The hon. Lady will be unsurprised to hear that I disagree strongly with almost every word of her question. I am happy to confirm that I and my hon. Friend the Minister for Skills in the Department for Business, Innovation and Skills will give evidence on the Trade Union Bill to the House of Lords Trade Union Political Funds and Political Party Funding Committee later today, when we will perhaps have an opportunity to debate the proposals in even greater depth.
The name is after the Leader of the House at the time, Edward Short, who provided money for the Opposition parties, particularly the Tories. Is the Minister aware that the measure he has announced will be seen, despite all his denials, as sheer spite against the Opposition parties, particularly the main Opposition party? The Government should be thoroughly ashamed of taking such a measure together with others to introduce, as was rightly said, a one-party state.
I am terribly sorry to disagree with such a senior and experienced Member, but I must remind the hon. Gentleman and others that the public at large have had several years of belt-tightening. They have had to deal with the effects of the deficit and have all had to contribute to try to close the yawning financial gap that we were bequeathed by the previous Government. They will just not understand—they will judge politicians and the political classes, as they see them, extremely harshly—if we are not willing to do our bit and make this work.
There is a great sense of fairness in the British public at large and a much better sense of fairness among some Government Back Benchers. When the Minister is talking to the public about belt-tightening, it does not wash very well when they see the gala fundraisers the Conservative party is currently holding. If the proposal comes to this House of Commons for a vote, I warn him that reasonable people who value democracy and a healthy Opposition will not give him a majority.
The measures will in due course come to the House for a vote, and rightly so. They will be subject to proper democratic scrutiny in due course, so the hon. Gentleman will have his opportunity to try to persuade others of his point of view, but I again draw a crucial distinction between the provision of public money, funded by taxpayers, who do not have a choice about whether the money goes to political parties, and voluntary political donations made by whoever it may be—individuals or trade unions. In the end, people should have a choice. That is the crucial distinction between those two sources.

**Required tasks:**
A) In the parliamentary exchange, which committee will the Minister and the Minister for Skills give evidence to later today?
B) Turn the entries into a Markdown table with columns Row and Line, starting at the line that contains "target: grassy hill" and ending at the last line of the entries. Give each line its own numbered row and leave out blank lines.

**Task material:**
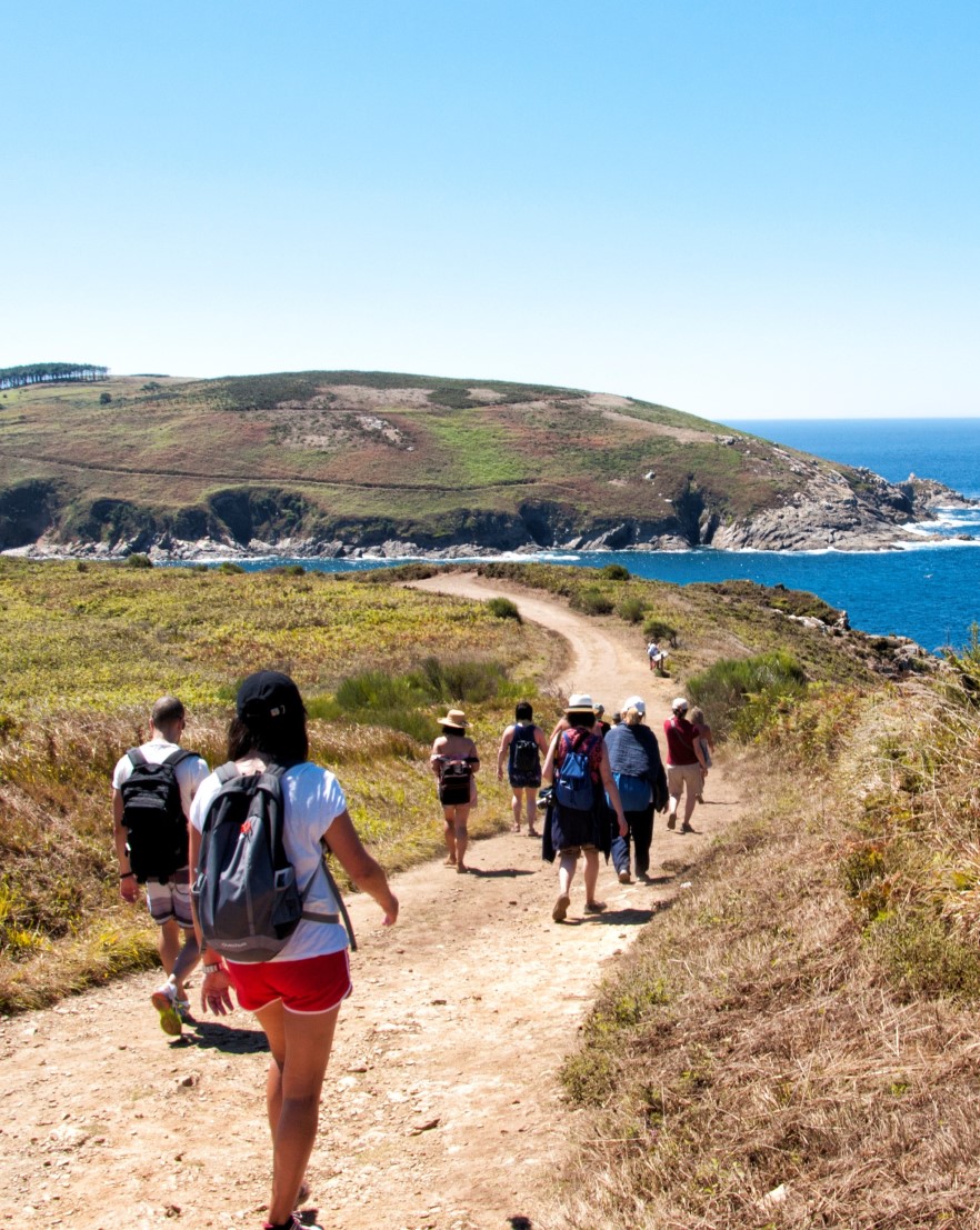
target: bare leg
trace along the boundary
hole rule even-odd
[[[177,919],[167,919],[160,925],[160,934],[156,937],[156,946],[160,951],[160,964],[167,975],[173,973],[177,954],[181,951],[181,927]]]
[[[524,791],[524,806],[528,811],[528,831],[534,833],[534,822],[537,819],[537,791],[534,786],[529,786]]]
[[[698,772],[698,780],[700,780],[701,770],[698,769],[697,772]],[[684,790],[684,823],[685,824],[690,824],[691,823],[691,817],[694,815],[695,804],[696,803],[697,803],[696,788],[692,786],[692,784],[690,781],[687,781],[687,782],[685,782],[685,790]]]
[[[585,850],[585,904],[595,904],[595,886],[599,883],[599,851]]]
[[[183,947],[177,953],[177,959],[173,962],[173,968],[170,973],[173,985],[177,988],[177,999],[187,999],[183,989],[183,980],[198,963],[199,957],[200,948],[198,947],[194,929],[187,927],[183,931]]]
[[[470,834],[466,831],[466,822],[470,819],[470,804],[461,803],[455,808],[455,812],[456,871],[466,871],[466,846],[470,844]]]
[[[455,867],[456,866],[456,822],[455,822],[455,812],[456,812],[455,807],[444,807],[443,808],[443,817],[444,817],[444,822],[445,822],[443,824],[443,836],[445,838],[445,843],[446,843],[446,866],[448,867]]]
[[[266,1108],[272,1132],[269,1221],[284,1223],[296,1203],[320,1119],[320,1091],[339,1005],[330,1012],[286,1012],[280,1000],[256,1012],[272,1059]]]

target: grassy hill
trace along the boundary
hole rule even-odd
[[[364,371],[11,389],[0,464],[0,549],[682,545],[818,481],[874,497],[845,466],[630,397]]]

**Responses for each task:**
A) The House of Lords Trade Union Political Funds and Political Party Funding Committee.

B)
| Row | Line |
|---|---|
| 1 | target: grassy hill |
| 2 | trace along the boundary |
| 3 | hole rule even-odd |
| 4 | [[[364,371],[11,389],[0,464],[0,549],[682,545],[818,481],[874,497],[845,466],[630,397]]] |